→ Page text:
————————

JoAnn Laing's Blog - All About Small Business
Small Businesses: Job Creation, Turnover, Pay, and more
Small Businesses Are Carrying the Labor Market—Here is What the Data Actually Says
Every year, National Small Business Week brings the usual wave of appreciation posts and anecdotal success stories. Those are warranted. But they often miss the more important point: small businesses are not just culturally important; they are structurally essential to the U.S. labor market.
The latest data from ADP Research, highlighted by Chief Economist Nela Richardson, sharpens that reality in a way that should reframe how leaders, policymakers, and operators think about “Main Street.”
Let’s be precise about what is happening.
Job Creation: Not Just Resilient—Dominant
In 2025, businesses with fewer than 20 employees created more than 525,000 jobs*,more than any other segment of private-sector employers.
That is not a marginal contribution. It is the difference between growth and contraction.
Without those smallest employers, the U.S. economy would have lost approximately 110,000 private-sector jobs* last year.
Pause on that. Strip out microbusinesses, and the narrative flips from expansion to decline.
And the trend is not slowing.
From January through March 2026, these same businesses added 169,000 workers*, outpacing mid-sized and large employers, many of which are either flattening or reducing headcount.
At a time when enterprise hiring is cautious and efficiency-driven, small businesses are doing the opposite: hiring into opportunity.
Acceleration, Not Stabilization
It would be easy to interpret this as a post-pandemic normalization story. It is not.
Job creation among the smallest employers is accelerating.
- 2025 average: ~43,833 new jobs* per month
- Q1 2026 average: ~66,667 new jobs* per month
That is a meaningful inflection.
This is not recovery, it is momentum. And it suggests that demand signals at the local level (where small businesses operate most directly) are stronger than top-line macro indicators might imply.
Turnover: A Signal of Stability, Not Stagnation
One of the more underappreciated data points is turnover.
In March 2026, turnover at establishments with fewer than 50 employees fell to a record low of 3.9%*.
Historically, small businesses have struggled with retention, often losing talent to larger firms with more structured compensation and benefits.

————————

→ Record extracts:
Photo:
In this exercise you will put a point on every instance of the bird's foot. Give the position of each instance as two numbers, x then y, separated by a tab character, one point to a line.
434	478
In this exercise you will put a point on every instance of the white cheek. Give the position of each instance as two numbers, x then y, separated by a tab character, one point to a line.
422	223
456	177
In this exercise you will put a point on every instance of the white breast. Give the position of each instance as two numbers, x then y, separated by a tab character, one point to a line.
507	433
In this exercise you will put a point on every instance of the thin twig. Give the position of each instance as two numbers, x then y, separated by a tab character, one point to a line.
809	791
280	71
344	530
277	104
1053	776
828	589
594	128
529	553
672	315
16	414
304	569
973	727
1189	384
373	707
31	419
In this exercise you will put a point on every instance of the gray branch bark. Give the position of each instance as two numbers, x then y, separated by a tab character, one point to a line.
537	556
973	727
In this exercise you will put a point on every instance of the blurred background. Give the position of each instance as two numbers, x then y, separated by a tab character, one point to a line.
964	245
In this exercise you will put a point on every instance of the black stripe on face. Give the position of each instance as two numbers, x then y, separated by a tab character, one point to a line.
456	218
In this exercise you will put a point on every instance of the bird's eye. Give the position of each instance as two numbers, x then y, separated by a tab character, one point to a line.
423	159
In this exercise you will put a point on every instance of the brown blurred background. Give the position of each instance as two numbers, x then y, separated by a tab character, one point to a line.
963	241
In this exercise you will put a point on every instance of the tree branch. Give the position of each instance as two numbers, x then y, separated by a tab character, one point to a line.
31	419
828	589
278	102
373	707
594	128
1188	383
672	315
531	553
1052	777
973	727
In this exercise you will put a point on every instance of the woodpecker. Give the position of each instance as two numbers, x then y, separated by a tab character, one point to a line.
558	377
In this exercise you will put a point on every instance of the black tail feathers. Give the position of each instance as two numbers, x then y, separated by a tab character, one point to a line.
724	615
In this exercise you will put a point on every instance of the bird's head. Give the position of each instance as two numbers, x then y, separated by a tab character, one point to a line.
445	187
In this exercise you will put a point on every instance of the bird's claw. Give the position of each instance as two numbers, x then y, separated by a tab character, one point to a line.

————————

→ Apply what you read:
A - Echo the passage of the post on small business hiring, starting at "This is not" and ending at "low of 3.9%*.".
B - Summarize the post on small business hiring in two sentences.
C - In the post on small business hiring, list every figure that is marked with an asterisk.

→ Results for the exercise:
A -
This is not recovery, it is momentum. And it suggests that demand signals at the local level (where small businesses operate most directly) are stronger than top-line macro indicators might imply.
Turnover: A Signal of Stability, Not Stagnation
One of the more underappreciated data points is turnover.
In March 2026, turnover at establishments with fewer than 50 employees fell to a record low of 3.9%*.

B - ADP Research data show that businesses with fewer than 20 employees created more than 525,000 jobs in 2025, without which the U.S. economy would have lost about 110,000 private-sector jobs, and they added 169,000 workers from January through March 2026, outpacing mid-sized and large employers. Their hiring is accelerating, from about 43,833 new jobs per month in 2025 to about 66,667 in the first quarter of 2026, and turnover at establishments with fewer than 50 employees fell to a record low of 3.9% in March 2026.

C -
- more than 525,000 jobs
- approximately 110,000 private-sector jobs
- 169,000 workers
- ~43,833 new jobs per month
- ~66,667 new jobs per month
- 3.9%